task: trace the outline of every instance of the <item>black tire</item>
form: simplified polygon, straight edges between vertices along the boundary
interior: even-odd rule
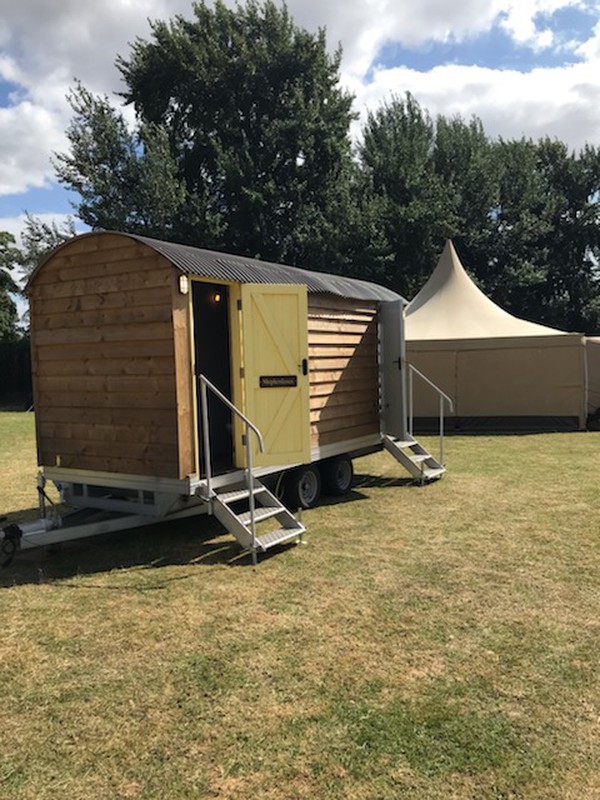
[[[354,467],[348,456],[336,456],[321,465],[323,491],[334,497],[342,497],[352,489],[354,483]]]
[[[321,497],[321,473],[314,464],[298,467],[285,476],[284,500],[288,508],[313,508]]]

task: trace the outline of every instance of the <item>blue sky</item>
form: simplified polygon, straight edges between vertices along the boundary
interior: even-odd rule
[[[66,148],[74,78],[114,96],[117,53],[148,35],[148,18],[190,16],[191,2],[10,5],[0,17],[0,230],[18,238],[26,211],[58,221],[73,213],[51,155]],[[299,25],[326,27],[332,49],[342,44],[343,83],[362,119],[410,91],[433,116],[477,115],[492,136],[600,145],[600,0],[289,0],[288,8]]]

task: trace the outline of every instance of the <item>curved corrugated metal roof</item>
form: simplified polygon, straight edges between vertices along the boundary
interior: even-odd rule
[[[160,253],[173,266],[187,275],[200,275],[203,278],[216,278],[239,283],[289,283],[305,285],[311,293],[333,294],[352,300],[399,300],[400,295],[384,286],[357,278],[345,278],[342,275],[331,275],[327,272],[313,272],[299,267],[288,267],[260,261],[257,258],[235,256],[220,253],[216,250],[203,250],[186,244],[164,242],[132,233],[106,231],[112,235],[128,236],[151,247]],[[102,233],[85,233],[82,236],[98,236]],[[80,238],[80,237],[77,237]],[[71,240],[72,241],[72,240]],[[66,242],[66,245],[69,243]],[[64,247],[65,245],[61,245]],[[60,248],[59,248],[60,249]],[[40,264],[38,269],[51,258],[53,251]],[[38,270],[32,274],[29,282]]]
[[[204,278],[220,278],[239,283],[305,284],[309,292],[323,292],[357,300],[398,300],[400,297],[391,289],[356,278],[313,272],[300,267],[260,261],[257,258],[163,242],[146,236],[135,235],[134,238],[159,252],[181,272]]]

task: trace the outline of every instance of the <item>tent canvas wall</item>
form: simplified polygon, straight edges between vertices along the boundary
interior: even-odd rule
[[[475,285],[448,242],[406,311],[407,359],[454,400],[450,427],[581,429],[586,420],[585,340],[501,309]],[[415,379],[415,417],[438,399]]]
[[[586,336],[587,412],[597,417],[600,412],[600,336]]]

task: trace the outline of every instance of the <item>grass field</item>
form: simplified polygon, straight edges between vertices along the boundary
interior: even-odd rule
[[[0,415],[0,514],[36,505]],[[254,570],[209,519],[0,574],[0,797],[600,798],[600,433],[357,461]]]

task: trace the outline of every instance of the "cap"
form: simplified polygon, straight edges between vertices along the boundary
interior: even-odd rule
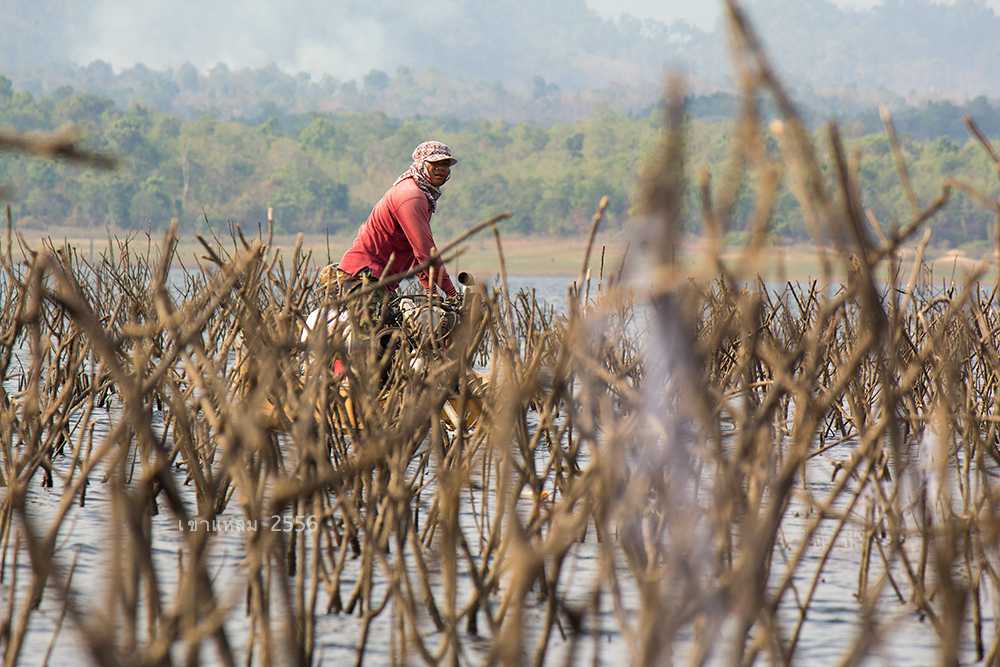
[[[456,164],[458,160],[451,154],[447,144],[440,141],[425,141],[413,150],[414,162],[442,162],[448,160]]]

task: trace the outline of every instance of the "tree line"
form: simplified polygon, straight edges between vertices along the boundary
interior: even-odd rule
[[[690,160],[711,172],[725,164],[733,121],[705,109],[727,103],[692,98],[689,104]],[[963,111],[954,110],[954,118],[945,119],[937,106],[931,115],[950,127],[960,123]],[[1000,134],[995,115],[985,116],[977,120],[989,133]],[[905,221],[910,205],[888,141],[874,121],[865,124],[859,118],[845,122],[845,130],[861,156],[865,202],[884,224]],[[912,132],[921,127],[919,115],[901,120],[904,153],[925,201],[951,177],[995,190],[994,170],[965,137]],[[602,195],[611,200],[609,226],[624,224],[634,213],[639,174],[656,149],[661,114],[655,108],[643,114],[605,110],[546,125],[393,118],[377,112],[187,118],[141,106],[122,109],[109,99],[72,90],[36,97],[0,77],[0,125],[30,131],[68,123],[81,128],[90,148],[121,157],[123,166],[97,173],[0,158],[0,185],[11,193],[23,224],[159,229],[177,219],[188,231],[232,222],[253,228],[272,207],[279,232],[349,233],[406,168],[413,147],[436,138],[449,143],[461,160],[445,187],[438,228],[457,231],[509,210],[516,232],[560,235],[586,229]],[[753,201],[752,184],[746,184],[735,209],[734,233],[749,219]],[[698,210],[692,184],[687,211],[692,230],[700,227]],[[991,216],[961,196],[936,224],[937,238],[952,243],[985,242],[993,229]],[[774,230],[790,239],[806,235],[787,191],[778,199]]]

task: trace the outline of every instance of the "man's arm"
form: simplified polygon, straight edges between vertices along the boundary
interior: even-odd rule
[[[427,261],[435,252],[434,236],[431,234],[431,211],[427,205],[427,198],[421,195],[407,199],[399,205],[396,217],[403,228],[403,233],[406,234],[406,240],[410,242],[414,262],[420,264]],[[457,295],[458,290],[451,282],[448,270],[444,268],[444,262],[438,260],[432,266],[434,282],[448,296]],[[421,285],[430,288],[426,271],[421,271],[417,278],[420,279]]]

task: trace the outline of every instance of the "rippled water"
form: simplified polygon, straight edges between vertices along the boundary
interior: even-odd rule
[[[512,291],[521,287],[534,287],[540,297],[547,299],[557,308],[562,308],[566,298],[566,288],[568,282],[565,279],[543,278],[513,278],[510,281]],[[108,424],[116,418],[114,413],[109,413],[106,417]],[[159,417],[158,417],[159,418]],[[96,435],[101,435],[97,433]],[[831,452],[831,457],[846,458],[849,455],[850,445],[839,447]],[[291,455],[286,450],[286,455]],[[540,452],[539,455],[543,455]],[[65,458],[56,460],[57,465],[65,465]],[[824,467],[825,465],[825,467]],[[805,481],[805,490],[817,498],[823,498],[832,488],[831,471],[832,463],[817,465],[810,468]],[[180,471],[174,471],[179,484],[183,484],[184,475]],[[710,471],[704,471],[704,488],[710,484]],[[186,487],[189,488],[189,487]],[[0,491],[2,492],[2,491]],[[42,526],[52,516],[62,493],[61,484],[57,482],[53,489],[46,489],[37,483],[33,483],[28,492],[27,502],[29,512],[36,522]],[[423,502],[428,504],[432,498],[432,493],[423,495]],[[781,559],[786,558],[790,550],[797,545],[803,535],[803,529],[809,520],[807,508],[802,503],[800,497],[792,503],[785,521],[782,524],[782,540],[776,547],[776,564],[773,571],[776,573],[775,579],[781,576],[784,571]],[[846,497],[840,501],[836,510],[846,509]],[[193,511],[194,495],[193,491],[185,498]],[[526,501],[527,503],[527,501]],[[478,534],[476,521],[478,517],[473,514],[472,503],[462,505],[460,524],[468,536]],[[213,576],[213,585],[216,594],[220,599],[230,600],[234,605],[233,612],[229,615],[225,627],[230,641],[235,645],[238,662],[243,664],[246,658],[246,640],[249,633],[248,617],[243,612],[246,583],[241,573],[241,560],[243,558],[243,541],[245,534],[239,529],[239,522],[242,519],[241,512],[236,503],[231,503],[227,511],[220,517],[220,530],[211,540],[211,548],[208,555],[209,570]],[[111,511],[108,497],[105,493],[105,485],[95,476],[95,482],[87,490],[87,504],[85,509],[74,506],[67,518],[64,528],[59,535],[56,558],[64,568],[76,560],[76,572],[73,579],[74,595],[83,608],[109,609],[111,604],[105,599],[109,582],[105,578],[106,559],[110,554],[105,550],[105,545],[109,544],[111,529]],[[227,523],[227,522],[233,523]],[[269,529],[270,527],[263,527]],[[170,595],[176,587],[177,571],[179,567],[179,551],[183,540],[183,525],[178,525],[176,519],[169,512],[163,511],[153,518],[153,553],[156,571],[160,586],[167,592],[168,599],[164,602],[164,607],[169,608]],[[812,583],[812,574],[819,564],[819,559],[832,537],[832,527],[824,524],[820,532],[812,540],[811,548],[802,567],[796,575],[795,584],[804,594]],[[800,639],[800,646],[796,653],[797,661],[805,665],[835,664],[844,657],[854,643],[859,632],[859,604],[855,599],[858,582],[858,568],[860,567],[860,540],[863,537],[854,529],[847,528],[839,536],[833,547],[830,560],[824,568],[824,576],[819,581],[814,601],[810,607],[809,616],[804,624]],[[790,545],[790,546],[786,546]],[[563,590],[566,601],[571,606],[578,604],[584,606],[590,593],[592,582],[597,577],[597,546],[590,535],[588,540],[582,544],[577,544],[571,552],[562,576]],[[7,555],[7,565],[5,579],[2,585],[2,599],[7,599],[7,592],[11,585],[13,575],[12,554]],[[344,576],[344,589],[349,590],[354,583],[354,578],[358,576],[358,561],[348,562]],[[434,564],[431,563],[433,568]],[[625,568],[622,565],[622,572]],[[874,565],[873,565],[874,568]],[[434,573],[434,578],[440,585],[440,573]],[[878,576],[877,569],[873,569],[871,580]],[[634,588],[627,586],[634,584],[629,576],[623,576],[622,582],[626,585],[623,591],[627,608],[635,609],[638,606],[637,593]],[[19,603],[27,597],[27,590],[30,586],[31,570],[27,562],[26,554],[23,555],[17,564],[17,586],[22,591],[19,596]],[[774,584],[776,582],[772,582]],[[375,599],[381,599],[384,590],[376,585]],[[470,581],[467,576],[460,578],[459,599],[467,599],[470,590]],[[985,590],[985,588],[984,588]],[[987,593],[983,599],[984,613],[984,634],[989,643],[993,636],[997,600],[990,599]],[[898,615],[898,621],[886,632],[885,637],[878,643],[872,656],[865,664],[886,664],[886,665],[927,665],[937,661],[938,640],[937,634],[929,622],[922,621],[920,617],[907,611],[906,607],[900,605],[891,587],[887,587],[883,595],[881,608],[885,610],[886,618],[881,622],[886,622],[890,616]],[[531,595],[527,597],[528,609],[526,612],[525,627],[529,637],[533,634],[537,636],[539,628],[542,626],[543,610],[535,605],[535,598]],[[591,624],[586,628],[586,637],[578,648],[576,656],[577,664],[606,664],[623,665],[629,664],[628,654],[624,640],[618,631],[618,621],[611,609],[609,596],[603,596],[603,607],[599,618],[599,624]],[[795,596],[786,595],[781,608],[780,617],[784,625],[785,636],[791,634],[792,628],[798,620],[798,610],[795,607]],[[327,598],[320,589],[320,600],[318,609],[325,610]],[[21,654],[22,664],[41,664],[50,642],[59,623],[63,605],[52,593],[51,589],[46,591],[41,605],[31,618],[31,623],[26,637],[26,643]],[[276,614],[280,617],[280,614]],[[366,650],[366,661],[368,664],[387,664],[390,661],[389,628],[392,622],[392,614],[387,612],[379,616],[373,623],[371,637]],[[317,655],[321,664],[340,665],[353,664],[355,659],[356,646],[358,642],[361,621],[357,615],[336,613],[320,613],[317,621],[318,648]],[[425,619],[426,636],[430,638],[430,645],[436,643],[435,631],[430,621]],[[140,623],[141,626],[141,623]],[[464,626],[463,626],[464,630]],[[472,653],[463,656],[464,661],[469,664],[482,662],[489,650],[488,628],[485,620],[480,621],[480,631],[483,634],[480,638],[463,637],[463,645]],[[723,627],[718,642],[718,650],[714,655],[713,662],[727,662],[731,657],[728,653],[726,639],[732,637],[737,629],[732,624]],[[682,635],[675,650],[677,662],[683,664],[683,658],[689,650],[690,637]],[[569,648],[569,642],[563,639],[557,631],[550,640],[551,650],[549,659],[551,664],[561,664],[565,651]],[[210,646],[206,644],[206,646]],[[531,643],[529,648],[533,649]],[[75,628],[71,626],[69,619],[66,619],[58,640],[56,641],[50,664],[53,665],[79,665],[86,662],[86,654],[83,644]],[[181,660],[183,655],[178,648],[173,656],[175,660]],[[201,656],[205,664],[214,664],[216,656],[211,648],[205,648]],[[596,658],[596,659],[595,659]],[[968,633],[962,643],[962,660],[965,663],[972,663],[975,659],[975,649],[972,638]],[[416,662],[416,661],[415,661]]]

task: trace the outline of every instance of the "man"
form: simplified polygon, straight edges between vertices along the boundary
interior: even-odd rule
[[[441,186],[448,181],[458,160],[440,141],[420,144],[412,158],[409,168],[375,204],[340,260],[337,277],[341,284],[402,273],[434,254],[431,216],[437,209]],[[447,297],[456,296],[444,264],[437,260],[432,267],[432,272],[422,271],[417,275],[420,284],[432,290],[430,274],[433,273],[434,284]],[[395,285],[387,287],[395,289]]]

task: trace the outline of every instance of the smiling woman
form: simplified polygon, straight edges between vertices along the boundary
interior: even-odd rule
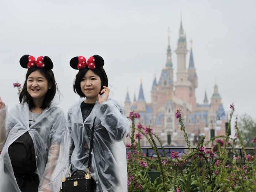
[[[56,191],[54,174],[65,115],[52,101],[57,89],[53,64],[47,56],[25,55],[28,68],[20,103],[8,111],[0,98],[0,191]]]
[[[88,61],[82,56],[70,60],[70,66],[79,70],[74,91],[84,99],[68,112],[66,131],[70,135],[64,148],[70,149],[65,176],[84,176],[87,173],[93,191],[125,192],[126,153],[123,139],[129,132],[129,122],[122,107],[108,98],[110,90],[104,63],[97,55]],[[63,189],[74,191],[72,185],[69,185],[70,191],[65,187],[68,183],[64,179]]]

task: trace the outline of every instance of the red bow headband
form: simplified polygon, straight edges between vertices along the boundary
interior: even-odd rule
[[[38,68],[44,68],[48,69],[51,69],[53,68],[53,64],[52,60],[47,56],[40,56],[35,59],[32,55],[26,54],[21,57],[19,63],[21,67],[26,69],[36,66]]]
[[[103,59],[97,54],[90,57],[86,61],[86,59],[83,56],[75,57],[70,60],[70,66],[75,69],[81,69],[87,66],[91,69],[101,67],[104,65]]]

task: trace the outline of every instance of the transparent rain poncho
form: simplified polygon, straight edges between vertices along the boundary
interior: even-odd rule
[[[52,105],[45,109],[29,127],[27,103],[16,105],[8,111],[0,110],[0,192],[20,192],[16,181],[8,148],[17,138],[28,131],[33,141],[40,183],[39,191],[59,191],[61,171],[56,170],[62,164],[60,144],[65,129],[65,116],[61,109]]]
[[[121,106],[109,99],[101,104],[96,102],[84,122],[80,108],[83,101],[69,109],[66,121],[71,136],[65,148],[69,148],[73,142],[75,146],[71,157],[72,171],[87,171],[91,131],[96,117],[90,170],[96,182],[97,191],[127,191],[126,151],[123,139],[128,133],[129,121]],[[66,177],[70,165],[68,167]]]

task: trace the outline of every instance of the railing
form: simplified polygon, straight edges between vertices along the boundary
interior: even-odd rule
[[[157,155],[151,147],[140,147],[143,153],[146,154],[147,157],[151,158],[156,157]],[[158,147],[158,149],[161,155],[163,156],[163,150],[161,147]],[[182,155],[186,155],[188,153],[188,147],[163,147],[168,157],[170,157],[170,154],[172,151],[175,152],[178,151],[180,152],[180,156]],[[191,147],[193,151],[194,151],[197,148],[196,147]],[[206,150],[212,150],[211,147],[206,147]],[[245,148],[246,154],[250,154],[252,155],[255,155],[256,152],[253,147],[246,147]],[[229,157],[230,159],[233,159],[236,157],[236,154],[233,152],[233,150],[236,150],[237,154],[239,155],[240,158],[242,160],[243,163],[245,163],[245,159],[244,154],[242,151],[242,148],[238,147],[233,148],[231,147],[226,147],[226,150],[229,151]],[[126,148],[127,154],[131,151],[131,148],[128,147]]]

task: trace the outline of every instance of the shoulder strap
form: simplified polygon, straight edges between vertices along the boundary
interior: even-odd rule
[[[89,150],[89,159],[88,159],[88,170],[90,170],[91,167],[91,150],[93,149],[93,132],[94,131],[94,123],[96,117],[95,117],[93,120],[93,127],[91,128],[91,141],[90,142],[90,149]]]

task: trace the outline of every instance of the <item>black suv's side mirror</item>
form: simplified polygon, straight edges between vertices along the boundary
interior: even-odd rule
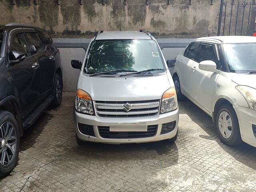
[[[166,61],[166,63],[167,64],[167,66],[168,66],[168,68],[170,68],[171,67],[174,67],[174,66],[175,66],[176,62],[176,59],[173,59],[172,60],[168,59],[168,60],[167,60]]]
[[[34,45],[31,45],[29,46],[29,50],[32,54],[35,54],[37,52],[36,48],[36,47],[35,47],[35,46]]]
[[[18,51],[12,51],[9,53],[10,59],[9,61],[11,63],[16,63],[21,61],[25,59],[25,54]]]
[[[78,60],[71,60],[71,65],[74,69],[81,69],[82,63]]]

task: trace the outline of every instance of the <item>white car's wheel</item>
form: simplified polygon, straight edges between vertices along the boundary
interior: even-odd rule
[[[242,143],[237,116],[231,105],[224,104],[220,107],[216,122],[220,139],[224,143],[233,146]]]

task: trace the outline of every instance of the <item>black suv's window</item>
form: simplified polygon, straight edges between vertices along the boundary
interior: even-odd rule
[[[17,34],[12,37],[9,49],[11,51],[20,52],[24,53],[26,57],[29,56],[28,48],[22,33]]]
[[[38,31],[38,34],[46,45],[51,45],[53,43],[52,40],[46,32],[40,31]]]
[[[186,57],[190,59],[196,60],[196,53],[197,53],[197,52],[198,50],[200,45],[200,44],[199,43],[192,44],[191,45],[189,51],[188,51],[187,56]]]
[[[43,46],[41,43],[41,41],[36,33],[26,33],[28,41],[31,45],[36,47],[37,52],[40,52],[43,50]]]

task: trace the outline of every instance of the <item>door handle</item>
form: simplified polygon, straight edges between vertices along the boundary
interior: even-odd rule
[[[32,68],[33,69],[37,69],[39,66],[38,63],[37,62],[34,63],[33,65],[32,65]]]
[[[55,57],[54,57],[53,55],[52,55],[52,56],[51,56],[49,58],[50,60],[52,60],[53,61],[54,60],[54,59],[55,59]]]

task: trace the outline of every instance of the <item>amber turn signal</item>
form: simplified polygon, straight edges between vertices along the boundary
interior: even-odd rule
[[[76,90],[76,96],[81,99],[91,100],[91,97],[90,95],[82,89],[79,89]]]
[[[163,99],[172,97],[176,94],[176,90],[174,87],[171,87],[170,89],[164,92],[163,95]]]

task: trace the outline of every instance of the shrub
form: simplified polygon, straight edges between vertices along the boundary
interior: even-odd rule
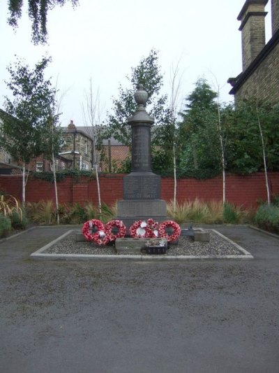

## What is asked
Return each line of the records that contains the string "black", treating uppercase and lowercase letters as distinct.

## Task answer
task: trace the outline of every instance of the <item>black tire</item>
task: trace the outline of every instance of the <item>black suv's side mirror</item>
task: trace the outline of every instance of the <item>black suv's window</item>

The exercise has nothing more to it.